-- START DATA EXCERPTS --

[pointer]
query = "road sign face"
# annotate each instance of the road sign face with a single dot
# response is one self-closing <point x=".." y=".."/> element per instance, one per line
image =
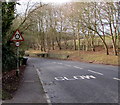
<point x="17" y="44"/>
<point x="17" y="36"/>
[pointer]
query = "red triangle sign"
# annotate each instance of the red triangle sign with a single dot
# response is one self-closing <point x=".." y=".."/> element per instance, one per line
<point x="17" y="36"/>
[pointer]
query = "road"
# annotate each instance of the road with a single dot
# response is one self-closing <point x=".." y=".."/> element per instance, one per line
<point x="77" y="82"/>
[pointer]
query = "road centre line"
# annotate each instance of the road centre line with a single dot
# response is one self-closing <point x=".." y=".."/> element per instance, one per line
<point x="95" y="72"/>
<point x="77" y="67"/>
<point x="117" y="79"/>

-- END DATA EXCERPTS --

**SHORT TASK:** Which lines in the material above contain the string "face"? Gather each of them and copy it out in full.

**PROBLEM SOLUTION:**
query = "road sign face"
# annotate each instance of the road sign face with a single dot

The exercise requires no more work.